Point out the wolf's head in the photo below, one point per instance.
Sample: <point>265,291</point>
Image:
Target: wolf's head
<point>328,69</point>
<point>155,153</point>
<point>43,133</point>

--

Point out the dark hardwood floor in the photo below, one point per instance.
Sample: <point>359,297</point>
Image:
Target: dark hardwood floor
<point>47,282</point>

ASSIGNMENT: Each line of the entries that contains the word "instance" should be listed.

EXERCISE OUTPUT:
Point out the wolf's head in the photo below, one point per instance.
Point out the dark hardwood floor in the photo below, one point per instance.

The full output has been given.